Rescale the listing from the line with "Box shoulder epaulette." through the line with "393, 247, 585, 552", both included, and write out every line in that span again. Copy each Box line and the two coordinate lines repeated under every Box line unchanged, but multiply all other coordinates by 1.9, rounding to whole numbers with halves rounded up.

◆ **Stored data**
+===+
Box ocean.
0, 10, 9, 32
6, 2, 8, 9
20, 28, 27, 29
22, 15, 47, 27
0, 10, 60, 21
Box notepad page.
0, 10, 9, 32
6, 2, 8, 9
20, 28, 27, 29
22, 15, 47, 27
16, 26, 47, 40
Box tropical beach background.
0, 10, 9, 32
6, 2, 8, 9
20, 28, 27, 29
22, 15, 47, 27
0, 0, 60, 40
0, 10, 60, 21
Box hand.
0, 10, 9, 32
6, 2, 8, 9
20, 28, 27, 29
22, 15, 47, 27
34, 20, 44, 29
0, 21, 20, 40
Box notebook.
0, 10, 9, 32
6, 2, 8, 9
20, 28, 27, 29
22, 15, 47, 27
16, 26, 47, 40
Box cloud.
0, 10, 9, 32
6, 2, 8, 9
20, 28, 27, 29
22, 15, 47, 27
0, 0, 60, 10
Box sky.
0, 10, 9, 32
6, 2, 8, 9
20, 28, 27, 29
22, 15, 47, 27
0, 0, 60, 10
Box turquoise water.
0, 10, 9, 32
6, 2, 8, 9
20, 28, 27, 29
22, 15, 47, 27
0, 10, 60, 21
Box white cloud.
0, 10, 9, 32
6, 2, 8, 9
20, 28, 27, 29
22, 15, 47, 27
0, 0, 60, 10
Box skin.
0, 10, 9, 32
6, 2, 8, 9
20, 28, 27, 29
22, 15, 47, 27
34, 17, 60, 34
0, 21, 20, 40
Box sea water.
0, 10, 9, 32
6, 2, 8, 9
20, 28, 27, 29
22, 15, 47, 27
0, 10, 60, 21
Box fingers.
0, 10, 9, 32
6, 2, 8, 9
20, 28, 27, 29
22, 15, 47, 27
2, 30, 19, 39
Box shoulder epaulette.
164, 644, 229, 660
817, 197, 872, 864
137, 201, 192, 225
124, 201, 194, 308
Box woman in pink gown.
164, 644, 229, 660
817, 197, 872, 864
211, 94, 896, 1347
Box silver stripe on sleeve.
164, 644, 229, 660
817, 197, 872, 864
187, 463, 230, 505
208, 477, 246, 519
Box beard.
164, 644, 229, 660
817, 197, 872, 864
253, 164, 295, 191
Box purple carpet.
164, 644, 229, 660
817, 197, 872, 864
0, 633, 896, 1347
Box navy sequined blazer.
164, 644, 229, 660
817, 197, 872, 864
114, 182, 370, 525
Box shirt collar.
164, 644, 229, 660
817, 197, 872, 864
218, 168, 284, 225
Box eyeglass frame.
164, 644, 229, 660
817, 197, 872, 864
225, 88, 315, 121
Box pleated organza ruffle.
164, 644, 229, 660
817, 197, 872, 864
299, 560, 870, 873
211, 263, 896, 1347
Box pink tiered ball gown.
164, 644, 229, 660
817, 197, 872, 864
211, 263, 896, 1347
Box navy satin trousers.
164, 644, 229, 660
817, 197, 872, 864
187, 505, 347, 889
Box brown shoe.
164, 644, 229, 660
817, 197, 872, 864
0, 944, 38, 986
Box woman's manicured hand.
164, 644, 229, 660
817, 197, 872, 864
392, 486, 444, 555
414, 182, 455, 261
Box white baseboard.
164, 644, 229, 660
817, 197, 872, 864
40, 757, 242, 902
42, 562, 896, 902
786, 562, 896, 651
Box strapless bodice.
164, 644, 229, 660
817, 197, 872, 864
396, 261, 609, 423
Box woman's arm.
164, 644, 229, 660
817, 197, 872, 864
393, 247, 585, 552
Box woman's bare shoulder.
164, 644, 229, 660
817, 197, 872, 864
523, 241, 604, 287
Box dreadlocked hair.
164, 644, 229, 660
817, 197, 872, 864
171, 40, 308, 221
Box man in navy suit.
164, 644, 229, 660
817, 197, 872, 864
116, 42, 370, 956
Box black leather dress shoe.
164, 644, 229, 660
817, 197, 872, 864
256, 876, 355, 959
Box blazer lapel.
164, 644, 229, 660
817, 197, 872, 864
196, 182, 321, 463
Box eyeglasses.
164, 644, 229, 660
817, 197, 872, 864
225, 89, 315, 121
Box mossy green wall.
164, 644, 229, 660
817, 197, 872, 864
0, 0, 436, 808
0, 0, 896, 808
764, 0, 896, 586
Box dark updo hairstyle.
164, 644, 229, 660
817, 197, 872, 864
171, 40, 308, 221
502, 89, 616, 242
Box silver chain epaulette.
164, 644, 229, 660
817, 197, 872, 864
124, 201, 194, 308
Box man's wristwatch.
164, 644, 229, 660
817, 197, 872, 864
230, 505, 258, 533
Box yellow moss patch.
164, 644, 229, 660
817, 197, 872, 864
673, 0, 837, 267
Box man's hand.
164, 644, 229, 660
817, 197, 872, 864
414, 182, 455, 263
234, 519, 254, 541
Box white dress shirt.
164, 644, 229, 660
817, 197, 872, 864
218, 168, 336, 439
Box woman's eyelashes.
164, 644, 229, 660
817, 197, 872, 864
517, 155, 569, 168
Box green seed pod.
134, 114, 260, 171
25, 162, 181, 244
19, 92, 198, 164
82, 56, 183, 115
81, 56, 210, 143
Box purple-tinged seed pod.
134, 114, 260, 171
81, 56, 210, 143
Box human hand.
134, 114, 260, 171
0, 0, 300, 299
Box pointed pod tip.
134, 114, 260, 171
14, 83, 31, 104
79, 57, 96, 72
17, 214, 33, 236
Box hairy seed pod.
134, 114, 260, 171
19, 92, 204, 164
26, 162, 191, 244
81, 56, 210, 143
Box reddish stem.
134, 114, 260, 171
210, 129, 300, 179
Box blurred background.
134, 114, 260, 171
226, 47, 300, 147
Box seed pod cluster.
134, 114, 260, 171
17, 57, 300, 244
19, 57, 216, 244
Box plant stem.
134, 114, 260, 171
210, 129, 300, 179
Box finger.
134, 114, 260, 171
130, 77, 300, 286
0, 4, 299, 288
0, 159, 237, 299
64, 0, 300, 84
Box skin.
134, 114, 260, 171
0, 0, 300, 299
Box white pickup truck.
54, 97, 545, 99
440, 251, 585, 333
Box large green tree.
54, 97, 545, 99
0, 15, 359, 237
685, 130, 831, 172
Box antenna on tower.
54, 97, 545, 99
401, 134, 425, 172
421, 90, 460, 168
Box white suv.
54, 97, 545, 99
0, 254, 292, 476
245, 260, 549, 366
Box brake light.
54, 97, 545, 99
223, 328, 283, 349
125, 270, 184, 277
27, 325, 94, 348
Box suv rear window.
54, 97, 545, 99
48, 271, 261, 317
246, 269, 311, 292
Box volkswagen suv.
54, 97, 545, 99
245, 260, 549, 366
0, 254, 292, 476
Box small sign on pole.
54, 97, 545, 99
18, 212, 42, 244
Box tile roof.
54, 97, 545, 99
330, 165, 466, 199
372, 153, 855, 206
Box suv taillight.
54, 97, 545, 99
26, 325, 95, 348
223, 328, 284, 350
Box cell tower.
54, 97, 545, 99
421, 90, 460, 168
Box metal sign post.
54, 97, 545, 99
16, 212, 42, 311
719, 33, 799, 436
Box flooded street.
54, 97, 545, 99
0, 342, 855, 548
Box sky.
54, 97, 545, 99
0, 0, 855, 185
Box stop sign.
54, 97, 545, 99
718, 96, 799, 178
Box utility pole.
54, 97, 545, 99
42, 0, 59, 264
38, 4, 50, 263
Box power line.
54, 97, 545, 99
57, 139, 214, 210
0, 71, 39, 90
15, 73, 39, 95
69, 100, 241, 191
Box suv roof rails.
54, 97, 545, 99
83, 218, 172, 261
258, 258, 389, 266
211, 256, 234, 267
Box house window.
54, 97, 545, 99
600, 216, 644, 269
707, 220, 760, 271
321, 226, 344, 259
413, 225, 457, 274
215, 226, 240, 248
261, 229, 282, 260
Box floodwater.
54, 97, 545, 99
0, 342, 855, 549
+===+
◆ **RESULT**
Box shoulder epaulette.
164, 644, 229, 660
817, 197, 872, 864
260, 382, 365, 428
236, 382, 369, 585
Box woman in pink gown.
164, 644, 229, 660
817, 197, 872, 864
401, 179, 1702, 2559
Box silver stripe on sleeve.
164, 644, 229, 660
817, 197, 872, 864
355, 880, 437, 960
395, 906, 467, 986
Box beard.
164, 644, 229, 660
817, 197, 872, 864
481, 312, 561, 363
Box purple carpet.
164, 644, 229, 660
817, 197, 872, 864
0, 1203, 1702, 2559
Box navy sequined blazer.
164, 644, 229, 660
817, 197, 872, 864
217, 346, 703, 998
Box shirt collar.
164, 644, 229, 660
817, 197, 872, 864
414, 319, 540, 428
Box eyeglass frame.
164, 644, 229, 660
817, 197, 872, 864
428, 167, 599, 230
Box pleated organza ruffle.
164, 644, 229, 660
817, 197, 872, 864
568, 1064, 1653, 1659
401, 500, 1702, 2559
Box pink tiered ball gown.
164, 644, 229, 660
817, 197, 872, 864
401, 500, 1702, 2559
Box navy satin trousers.
164, 644, 229, 660
817, 197, 872, 864
355, 960, 659, 1689
Box brown shoe.
164, 644, 229, 660
817, 197, 872, 864
0, 1794, 72, 1873
Box woman's manicured hand.
164, 644, 229, 660
817, 197, 872, 864
745, 923, 844, 1055
787, 346, 865, 496
Box white baseboard.
164, 644, 229, 660
817, 197, 872, 864
76, 1438, 460, 1714
80, 1068, 1702, 1714
1493, 1068, 1702, 1237
Box strapless bodice.
164, 644, 229, 660
817, 197, 872, 864
752, 496, 1157, 804
Box woman's arm.
164, 644, 229, 660
817, 197, 872, 864
747, 469, 1112, 1049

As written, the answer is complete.